WHAT YOU SHOULD DO: Give back the line in the listing below that contains "Crop-scouting request: mark the second" and all remaining lines, retyped exactly, through the last line.

DATA SUPPLIED:
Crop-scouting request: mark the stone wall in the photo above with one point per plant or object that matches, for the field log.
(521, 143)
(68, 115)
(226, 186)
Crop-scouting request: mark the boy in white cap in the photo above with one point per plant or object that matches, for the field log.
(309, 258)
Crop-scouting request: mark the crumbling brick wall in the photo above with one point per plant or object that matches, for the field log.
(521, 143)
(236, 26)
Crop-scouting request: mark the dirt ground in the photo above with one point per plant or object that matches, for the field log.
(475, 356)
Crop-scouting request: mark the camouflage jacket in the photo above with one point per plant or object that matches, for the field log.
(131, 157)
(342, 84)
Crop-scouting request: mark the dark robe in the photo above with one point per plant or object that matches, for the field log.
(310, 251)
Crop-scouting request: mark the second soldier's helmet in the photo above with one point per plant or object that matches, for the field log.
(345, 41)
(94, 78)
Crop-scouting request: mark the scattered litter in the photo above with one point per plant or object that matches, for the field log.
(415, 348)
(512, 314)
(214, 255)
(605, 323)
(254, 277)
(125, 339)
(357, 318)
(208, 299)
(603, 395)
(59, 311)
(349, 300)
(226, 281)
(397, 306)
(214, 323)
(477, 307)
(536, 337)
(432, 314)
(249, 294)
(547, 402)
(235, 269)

ANSWER TO THIS TASK:
Crop-scouting request: mark the second soldier's helmet in the photo above with one point per plant or object that matches, for the field log.
(345, 41)
(94, 78)
Crop-scouting request: mark the scattered litter in the photo above with one point per plant or object that matches, for the field log.
(415, 348)
(512, 314)
(214, 255)
(605, 323)
(254, 277)
(125, 339)
(357, 318)
(208, 299)
(603, 395)
(59, 311)
(349, 300)
(226, 281)
(397, 306)
(214, 323)
(477, 307)
(536, 337)
(432, 314)
(249, 294)
(547, 402)
(235, 269)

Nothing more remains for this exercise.